## Begin Provided entries

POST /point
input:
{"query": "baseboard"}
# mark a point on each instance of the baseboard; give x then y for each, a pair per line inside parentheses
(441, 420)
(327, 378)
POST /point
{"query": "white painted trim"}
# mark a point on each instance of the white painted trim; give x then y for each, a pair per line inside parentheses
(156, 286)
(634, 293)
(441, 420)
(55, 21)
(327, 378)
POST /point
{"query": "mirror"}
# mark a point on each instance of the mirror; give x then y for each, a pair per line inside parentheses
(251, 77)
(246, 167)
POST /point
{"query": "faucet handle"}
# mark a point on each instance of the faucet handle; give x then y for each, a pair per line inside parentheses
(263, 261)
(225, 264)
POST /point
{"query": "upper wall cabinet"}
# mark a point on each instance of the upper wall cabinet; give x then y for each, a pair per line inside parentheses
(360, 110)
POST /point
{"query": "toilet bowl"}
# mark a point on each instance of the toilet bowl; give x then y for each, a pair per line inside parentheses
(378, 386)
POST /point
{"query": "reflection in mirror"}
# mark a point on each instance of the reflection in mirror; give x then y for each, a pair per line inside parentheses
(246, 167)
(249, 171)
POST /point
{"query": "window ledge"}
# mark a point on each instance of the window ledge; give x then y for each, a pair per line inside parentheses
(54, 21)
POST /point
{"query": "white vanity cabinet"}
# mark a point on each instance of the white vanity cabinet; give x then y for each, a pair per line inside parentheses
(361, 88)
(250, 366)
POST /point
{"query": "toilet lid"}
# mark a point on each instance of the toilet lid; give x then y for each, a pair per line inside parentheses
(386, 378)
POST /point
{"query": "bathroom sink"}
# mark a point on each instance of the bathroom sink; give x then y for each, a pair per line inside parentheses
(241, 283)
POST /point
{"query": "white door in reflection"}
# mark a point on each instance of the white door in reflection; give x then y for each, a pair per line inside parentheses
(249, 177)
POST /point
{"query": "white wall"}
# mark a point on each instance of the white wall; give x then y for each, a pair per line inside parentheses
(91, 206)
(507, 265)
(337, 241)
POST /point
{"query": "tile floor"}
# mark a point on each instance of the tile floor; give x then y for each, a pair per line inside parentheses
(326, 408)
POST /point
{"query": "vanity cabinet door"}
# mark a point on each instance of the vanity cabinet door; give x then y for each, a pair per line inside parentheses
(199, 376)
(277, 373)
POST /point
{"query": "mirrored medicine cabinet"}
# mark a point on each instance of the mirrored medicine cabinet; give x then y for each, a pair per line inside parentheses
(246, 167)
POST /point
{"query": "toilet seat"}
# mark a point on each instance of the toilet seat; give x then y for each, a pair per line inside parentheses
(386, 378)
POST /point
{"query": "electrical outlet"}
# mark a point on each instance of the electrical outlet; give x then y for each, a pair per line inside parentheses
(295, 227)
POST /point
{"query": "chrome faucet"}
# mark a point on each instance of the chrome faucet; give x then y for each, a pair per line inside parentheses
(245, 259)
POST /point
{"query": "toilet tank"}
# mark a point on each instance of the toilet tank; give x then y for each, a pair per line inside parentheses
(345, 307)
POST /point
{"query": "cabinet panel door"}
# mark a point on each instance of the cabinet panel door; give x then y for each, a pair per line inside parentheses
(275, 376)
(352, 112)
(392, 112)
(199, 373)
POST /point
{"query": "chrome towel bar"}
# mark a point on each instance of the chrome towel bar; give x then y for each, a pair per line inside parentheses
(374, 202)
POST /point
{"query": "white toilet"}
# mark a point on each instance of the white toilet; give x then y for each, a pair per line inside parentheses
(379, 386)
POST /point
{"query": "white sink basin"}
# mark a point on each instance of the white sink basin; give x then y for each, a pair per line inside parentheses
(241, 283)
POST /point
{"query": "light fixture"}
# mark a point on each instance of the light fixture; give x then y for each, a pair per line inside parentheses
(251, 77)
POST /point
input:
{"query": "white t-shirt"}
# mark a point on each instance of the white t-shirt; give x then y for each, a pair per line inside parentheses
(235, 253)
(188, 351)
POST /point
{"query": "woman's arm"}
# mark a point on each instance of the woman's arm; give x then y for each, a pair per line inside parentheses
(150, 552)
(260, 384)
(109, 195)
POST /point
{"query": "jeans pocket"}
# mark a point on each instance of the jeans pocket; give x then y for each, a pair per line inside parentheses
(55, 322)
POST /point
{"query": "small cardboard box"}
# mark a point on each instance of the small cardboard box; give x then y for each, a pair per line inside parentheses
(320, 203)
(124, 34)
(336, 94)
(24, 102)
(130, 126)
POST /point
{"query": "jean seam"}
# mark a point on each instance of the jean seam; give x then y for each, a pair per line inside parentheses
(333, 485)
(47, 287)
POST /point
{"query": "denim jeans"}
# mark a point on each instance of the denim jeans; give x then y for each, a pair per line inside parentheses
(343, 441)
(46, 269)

## End Provided entries

Aim of the task – Repeat the records above exactly, from the first line to the last.

Right answer –
POST /point
input:
{"query": "baseboard"}
# mark a point on each instance of the baseboard; give x then y for each, a pair per line inside parentheses
(441, 420)
(327, 378)
POST /point
{"query": "white painted trim"}
# mark a point on each instance of the white painted trim; give x then y for each, a pair per line inside parentheses
(156, 286)
(634, 293)
(441, 420)
(55, 21)
(327, 378)
POST /point
{"query": "mirror"}
# mark a point on each instance of the mirror; give x then y for each, a pair per line inside parentheses
(251, 77)
(246, 167)
POST /point
{"query": "faucet handle"}
# mark a point on each instance of the faucet handle; give x then y for each, a pair per line inside parentheses
(263, 261)
(225, 264)
POST /point
{"query": "upper wall cabinet"}
# mark a point on each instance of the upper wall cabinet; give x then y for each, a pair per line inside parentheses
(360, 110)
POST /point
{"query": "toilet bowl"}
# mark a point on each instance of the toilet bowl; give x then y for each, a pair per line inside parentheses
(378, 386)
POST /point
{"query": "reflection in mirror"}
# mark a point on each instance of the reflection in mirror; give x then y for each, a pair per line inside parentheses
(246, 167)
(249, 171)
POST /point
{"query": "window ledge"}
# mark a point on each instance of the window ledge; give x then y for each, a pair per line inside parentheses
(54, 21)
POST /point
{"query": "white vanity cabinet"}
# mark a point on each instance of the white vanity cabinet; give x then y for each, a pair per line inside parentheses
(361, 88)
(250, 366)
POST /point
{"query": "toilet lid"}
# mark a point on each instance of the toilet lid; give x then y for each, a pair per line inside parentheses
(386, 378)
POST /point
{"query": "bathroom sink"}
# mark a point on each instance of the bathroom sink; give x then y for each, a pair per line inside parentheses
(241, 283)
POST /point
{"query": "white door in reflection"}
# mark a point on each instance of the white door in reflection; give x then y for each, a pair per line inside parentheses
(249, 177)
POST /point
{"query": "white wall"}
# mark a point on each instance of the white wall; give x then y for each, a pair per line inside parentheses
(91, 206)
(507, 265)
(337, 241)
POST /point
{"query": "tile floor"}
# mark a point on each instance of the tile floor; give x then y for each, a pair per line inside parentheses
(326, 408)
POST /point
{"query": "vanity cabinet door"}
# mark a point on each instance of the vanity cabinet door; give x then y for each, a pair per line inside parentheses
(199, 376)
(277, 373)
POST /point
{"query": "mirrored medicine cabinet"}
# mark a point on each instance of the mirrored medicine cabinet; give x then y for each, a pair per line inside parentheses
(246, 167)
POST /point
{"query": "toilet seat"}
# mark a point on each instance of the toilet seat; give x then y for each, a pair per line inside parentheses
(386, 378)
POST /point
{"query": "electrical outlet"}
# mark a point on each instance of the electrical outlet; give x then y for each, a pair per line inside parentheses
(295, 227)
POST /point
{"query": "chrome faucet"}
# mark a point on each instance of the chrome faucet; give x then y for each, a pair per line inside parentheses
(245, 259)
POST /point
{"query": "toilet tank"}
# mark a point on each instance of the toilet tank; give x then y for each, a pair per line inside parentheses
(345, 307)
POST /point
{"query": "cabinet panel door"}
# mark a point on each instance of the cabinet panel door; give x then y for each, a pair per line inside parentheses
(275, 376)
(352, 112)
(392, 112)
(199, 373)
POST /point
{"query": "chrome towel bar"}
# mark a point on each instance of the chrome towel bar; give x then y for each, a pair per line inside parentheses
(374, 202)
POST /point
{"query": "white toilet"}
# mark a point on each instance of the white toilet; give x then y for each, a pair per line inside parentheses
(379, 386)
POST /point
{"query": "white sink basin"}
# mark a point on each instance of the white sink basin; give x then y for each, a pair per line inside parentheses
(241, 283)
POST /point
{"query": "light fixture"}
# mark a point on each instance of the light fixture; give x then y for each, a pair per line inside parentheses
(251, 77)
POST /point
input:
{"query": "white t-shirt"}
# mark a point on each instance of the white t-shirt; give x then y for each, a pair per line inside parentheses
(235, 253)
(188, 351)
POST /point
{"query": "woman's arm"}
# mark a point on each instance of the woman's arm; give x then y for each, a pair per line inside parentheses
(150, 552)
(260, 384)
(109, 195)
POST /point
{"query": "jeans pocket"}
# mark a point on each instance of the jeans pocket; give x then y for each, a pair per line inside parentheses
(55, 322)
POST /point
{"query": "small cardboard box"}
# mark a point on each instance of the small cardboard box; give x then y for each, a pair per line inside parentheses
(320, 203)
(124, 34)
(336, 94)
(24, 102)
(130, 126)
POST /point
{"query": "jean seam"}
# mark a point on each instance of the jean seam; give x then y for each, a pair per line inside parentheses
(333, 485)
(47, 287)
POST /point
{"query": "denim jeans"}
# mark a point on each instance of the denim jeans; give x then y for each, a pair per line inside parentheses
(343, 441)
(46, 269)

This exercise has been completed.